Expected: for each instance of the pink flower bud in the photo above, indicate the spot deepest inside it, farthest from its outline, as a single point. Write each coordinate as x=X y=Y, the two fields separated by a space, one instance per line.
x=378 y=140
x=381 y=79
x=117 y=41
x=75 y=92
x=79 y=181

## PROBLEM TO SOLVE
Please output every record, keeping each line exact.

## EXERCISE RESULT
Expected: for each instance of the pink flower bud in the photo above, indicate the spot deepest inside it, farthest from its outline, as a single point. Write each coordinate as x=X y=Y, the two fields separated by a space, one instance per line.
x=378 y=140
x=381 y=79
x=117 y=41
x=75 y=92
x=79 y=181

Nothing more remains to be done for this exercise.